GOAL OF THE EXERCISE:
Could you copy out the listing, starting at the line that has "Indicate each instance of the blurred" and stopping after the line that has "[(302, 221), (86, 57), (258, 184), (365, 93), (232, 90)]", keeping all wording unchanged but multiplying every point coordinate by 1.1 and rounding to a whole number, with halves rounded up? Leave the pictures out.

DATASET RECORDS:
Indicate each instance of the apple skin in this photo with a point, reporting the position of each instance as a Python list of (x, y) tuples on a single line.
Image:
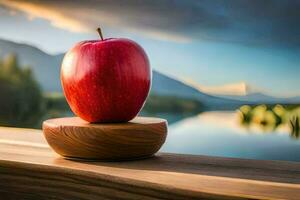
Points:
[(106, 80)]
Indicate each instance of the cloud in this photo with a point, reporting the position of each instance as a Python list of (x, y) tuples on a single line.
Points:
[(240, 88), (251, 22)]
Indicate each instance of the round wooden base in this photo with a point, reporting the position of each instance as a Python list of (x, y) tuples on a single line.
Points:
[(74, 138)]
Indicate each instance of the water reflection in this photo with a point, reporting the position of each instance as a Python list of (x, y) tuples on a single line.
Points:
[(222, 134)]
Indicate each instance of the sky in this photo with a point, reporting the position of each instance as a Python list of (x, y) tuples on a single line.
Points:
[(216, 45)]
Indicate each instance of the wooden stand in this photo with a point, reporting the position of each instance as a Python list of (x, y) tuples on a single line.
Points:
[(74, 138)]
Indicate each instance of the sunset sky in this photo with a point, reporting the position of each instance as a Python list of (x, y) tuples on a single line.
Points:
[(208, 43)]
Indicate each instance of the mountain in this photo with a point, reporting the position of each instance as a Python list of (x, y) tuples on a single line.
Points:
[(259, 98), (46, 69), (44, 66)]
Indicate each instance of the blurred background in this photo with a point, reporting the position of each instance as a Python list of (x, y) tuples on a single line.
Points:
[(225, 72)]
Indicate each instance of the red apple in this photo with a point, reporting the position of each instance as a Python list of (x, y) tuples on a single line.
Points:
[(106, 80)]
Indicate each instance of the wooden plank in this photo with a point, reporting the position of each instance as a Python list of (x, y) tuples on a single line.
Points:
[(29, 169)]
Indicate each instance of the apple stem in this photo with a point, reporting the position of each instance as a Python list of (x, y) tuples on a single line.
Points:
[(100, 33)]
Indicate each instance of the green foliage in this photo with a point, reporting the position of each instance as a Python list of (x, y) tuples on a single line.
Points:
[(270, 117), (21, 101)]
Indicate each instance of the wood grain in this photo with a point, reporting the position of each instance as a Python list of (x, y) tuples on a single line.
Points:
[(29, 169), (74, 138)]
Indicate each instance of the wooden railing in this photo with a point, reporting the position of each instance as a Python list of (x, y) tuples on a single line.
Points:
[(29, 169)]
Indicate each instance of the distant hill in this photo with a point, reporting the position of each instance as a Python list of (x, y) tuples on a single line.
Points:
[(263, 98), (45, 66), (46, 69)]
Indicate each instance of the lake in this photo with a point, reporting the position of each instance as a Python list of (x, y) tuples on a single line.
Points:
[(221, 134)]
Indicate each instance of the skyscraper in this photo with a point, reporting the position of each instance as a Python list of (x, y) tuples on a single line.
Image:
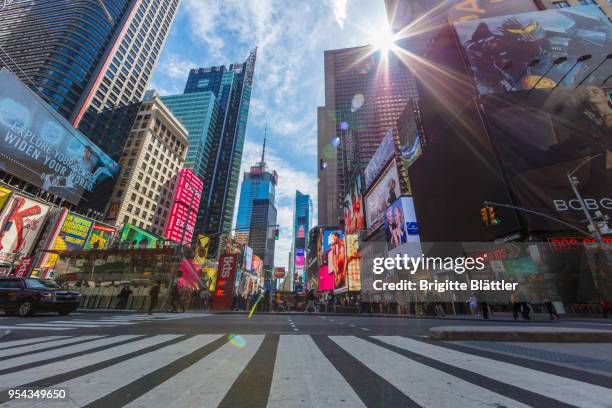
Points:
[(302, 221), (86, 57), (258, 184), (365, 93), (232, 90)]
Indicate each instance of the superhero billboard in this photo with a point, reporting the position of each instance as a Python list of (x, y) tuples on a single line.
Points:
[(43, 148), (20, 224), (544, 49), (354, 218), (540, 137)]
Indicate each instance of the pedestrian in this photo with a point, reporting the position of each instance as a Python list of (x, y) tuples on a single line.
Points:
[(606, 305), (473, 304), (310, 298), (123, 297), (515, 305), (550, 309), (175, 299), (154, 295), (485, 310)]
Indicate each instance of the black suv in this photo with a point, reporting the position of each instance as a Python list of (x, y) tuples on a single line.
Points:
[(24, 296)]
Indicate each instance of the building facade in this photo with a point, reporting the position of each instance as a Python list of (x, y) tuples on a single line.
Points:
[(365, 93), (87, 58), (154, 153)]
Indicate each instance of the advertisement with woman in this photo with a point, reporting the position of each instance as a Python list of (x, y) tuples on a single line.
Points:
[(332, 276)]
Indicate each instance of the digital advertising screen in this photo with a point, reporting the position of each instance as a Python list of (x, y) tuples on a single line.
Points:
[(100, 236), (44, 149), (542, 138), (538, 49), (21, 221), (354, 217), (384, 193)]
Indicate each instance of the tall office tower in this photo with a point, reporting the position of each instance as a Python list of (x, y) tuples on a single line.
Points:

THE RESPONSE:
Indicate each instance of the blurred background in this photo with a point, reporting the position of each instance as a Python list of (x, y) tuples on a single line.
Points:
[(248, 79)]
Indicate each instance of the red apple in this photo with a point, reporting the position of each instance as a Python list of (x, y) tuples on a single line.
Points:
[(117, 88)]
Indicate each instance of the wooden plank in this photo with a point, reporting the position of each instance as a Python list of (x, y) tuples on a single line.
Points:
[(32, 186)]
Indicate each instance of the apple stem in this photo with a point, reporting the position of each instance as a Python list of (x, y) tuples on a single line.
Points:
[(110, 36)]
Indicate each instance of the green foliage in this photo with a point, reporting the position of each instance as a Python list of (x, y) tuples on a single line.
Points:
[(297, 129), (23, 111)]
Indicate each instance of the wood grain in this photo with a point, reporting the position of each instance as a Python list of (x, y) tuples on a single line.
Points:
[(32, 186), (81, 152)]
Indicate each instance of the wooden railing in this photo with a point, reporting the position of each instance as a Python list of (x, y) tuples on a single line.
Points:
[(32, 186)]
Indicate each instance of the distant hill in this photo with a point, reporting the position of each instance as a Python list of (x, y) tuples on a single line.
Points:
[(289, 108), (50, 73), (51, 76)]
Indicate each instance of the lake in this photo with a point, reporting the position of each instance as a Python list of (x, y) tuples on a single line.
Points:
[(243, 147)]
Indicate each instance of the skyscraper in this photo with a point, reporting the position of each instance as a Python list of (x, y) tuples on a single line.
Image:
Points:
[(332, 243), (95, 63), (284, 202), (402, 102), (255, 99)]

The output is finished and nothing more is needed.